If you are not convinced yet, consider some of the possible uses for big data that produce negative externalities. A common example is the issue of medical insurance companies using big data to discriminate in premiums against people from certain areas with higher incidence of certain diseases. However, I argue that the potential for consumer fraud extends far beyond such incidents. A powerful tool in big data analysis is psycho-informatics. The practice is based on a branch in psychology called psychometrics, which played a considerable role in Brexit and the US election. Big data can be used to quite accurately determine the personality of any individual based on the Big Five personality traits. These same personality dimensions can be related to addiction potential. Essentially, companies can thus search out the personalities that will be most vulnerable to a gambling, drinking or any other addiction, and target these individuals specifically. The result is that based on information consumers were not willing to supply, individuals are subject to personal advertisements that may carry long-terms costs to their well-being. The unregulated nature of the digital environment allows for such use of valuable information with little cost, and no benefit to the consumer.

Bottom line: The Big Data revolution offers a wealth of opportunities for businesses in terms of consumer behavior research and marketing. Nonetheless, as economists it is also important to analyze the negative externalities that accompany this development. Not only can gathering and storing big data be considered an externality, as it is an invasion of privacy for which consumers are not compensated, the application of the data through targeting vulnerable individuals opens the door to even larger issues of, for example, perpetuation of gambling behavior.

* Please comment on these posts from my environmental economics students, to help them with unclear analysis, alternative perspectives, better data, etc.

*SUPPLIED DATA*:
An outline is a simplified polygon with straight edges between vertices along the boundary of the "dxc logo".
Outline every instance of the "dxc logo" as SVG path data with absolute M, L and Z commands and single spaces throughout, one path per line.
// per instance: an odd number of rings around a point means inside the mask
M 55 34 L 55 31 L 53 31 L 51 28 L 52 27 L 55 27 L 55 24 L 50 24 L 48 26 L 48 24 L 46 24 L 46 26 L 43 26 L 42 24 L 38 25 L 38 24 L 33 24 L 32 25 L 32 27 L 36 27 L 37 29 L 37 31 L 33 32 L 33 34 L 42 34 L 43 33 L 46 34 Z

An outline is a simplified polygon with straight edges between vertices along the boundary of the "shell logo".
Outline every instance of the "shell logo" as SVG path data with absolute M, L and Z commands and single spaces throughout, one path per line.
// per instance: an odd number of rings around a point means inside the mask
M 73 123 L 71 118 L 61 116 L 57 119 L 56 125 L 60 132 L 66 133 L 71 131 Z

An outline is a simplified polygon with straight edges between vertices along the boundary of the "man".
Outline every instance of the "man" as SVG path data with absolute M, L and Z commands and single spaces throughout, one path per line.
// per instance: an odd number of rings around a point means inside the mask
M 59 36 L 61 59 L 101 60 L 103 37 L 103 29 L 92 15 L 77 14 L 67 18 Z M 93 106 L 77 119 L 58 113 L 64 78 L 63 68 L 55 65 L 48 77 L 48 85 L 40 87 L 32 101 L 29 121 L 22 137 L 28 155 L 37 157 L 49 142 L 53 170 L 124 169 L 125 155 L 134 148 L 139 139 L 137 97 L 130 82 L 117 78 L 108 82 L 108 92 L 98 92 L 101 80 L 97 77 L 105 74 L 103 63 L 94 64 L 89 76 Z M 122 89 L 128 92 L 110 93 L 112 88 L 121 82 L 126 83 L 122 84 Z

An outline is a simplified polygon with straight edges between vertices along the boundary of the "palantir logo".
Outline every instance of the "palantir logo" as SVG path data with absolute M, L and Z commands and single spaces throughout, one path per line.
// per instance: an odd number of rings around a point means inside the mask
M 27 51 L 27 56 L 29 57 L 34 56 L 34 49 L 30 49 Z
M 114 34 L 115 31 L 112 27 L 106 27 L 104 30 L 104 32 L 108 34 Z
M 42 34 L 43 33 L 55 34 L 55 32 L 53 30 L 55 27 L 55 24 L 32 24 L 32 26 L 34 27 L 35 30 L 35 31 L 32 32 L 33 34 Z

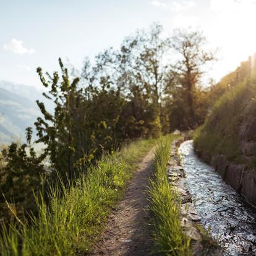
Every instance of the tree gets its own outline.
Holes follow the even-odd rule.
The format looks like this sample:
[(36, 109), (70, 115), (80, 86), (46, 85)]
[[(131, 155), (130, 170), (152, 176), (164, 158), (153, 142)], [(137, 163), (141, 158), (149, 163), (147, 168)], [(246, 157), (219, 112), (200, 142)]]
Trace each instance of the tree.
[(198, 125), (194, 104), (197, 86), (199, 85), (206, 65), (215, 60), (214, 53), (204, 49), (205, 43), (205, 38), (198, 31), (177, 30), (172, 38), (172, 48), (179, 55), (173, 74), (176, 77), (176, 89), (184, 91), (190, 129)]
[(116, 58), (119, 61), (117, 82), (133, 103), (129, 109), (134, 127), (142, 128), (143, 124), (147, 129), (137, 130), (138, 135), (158, 137), (162, 129), (161, 99), (168, 73), (164, 59), (170, 50), (169, 40), (162, 38), (162, 26), (157, 23), (148, 31), (138, 30), (124, 40)]

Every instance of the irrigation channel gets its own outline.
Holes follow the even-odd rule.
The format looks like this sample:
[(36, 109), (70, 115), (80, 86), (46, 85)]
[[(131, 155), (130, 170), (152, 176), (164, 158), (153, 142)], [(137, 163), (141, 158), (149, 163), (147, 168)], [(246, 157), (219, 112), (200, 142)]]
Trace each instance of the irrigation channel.
[(192, 140), (182, 143), (179, 153), (201, 223), (223, 247), (224, 255), (256, 255), (256, 209), (195, 155)]

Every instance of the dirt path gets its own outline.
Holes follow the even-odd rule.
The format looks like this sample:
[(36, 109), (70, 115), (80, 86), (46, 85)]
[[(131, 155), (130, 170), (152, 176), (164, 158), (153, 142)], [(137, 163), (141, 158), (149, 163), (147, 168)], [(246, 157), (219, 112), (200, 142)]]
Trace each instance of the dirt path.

*WORK ORDER 1*:
List every word in the big data text that begins with "psych".
*WORK ORDER 2*:
From the big data text, extract the passage from "Bottom line: The" to "of gambling behavior.".
Work only from the text on big data above.

*RESULT 1*:
psycho-informatics, psychology, psychometrics

*RESULT 2*:
Bottom line: The Big Data revolution offers a wealth of opportunities for businesses in terms of consumer behavior research and marketing. Nonetheless, as economists it is also important to analyze the negative externalities that accompany this development. Not only can gathering and storing big data be considered an externality, as it is an invasion of privacy for which consumers are not compensated, the application of the data through targeting vulnerable individuals opens the door to even larger issues of, for example, perpetuation of gambling behavior.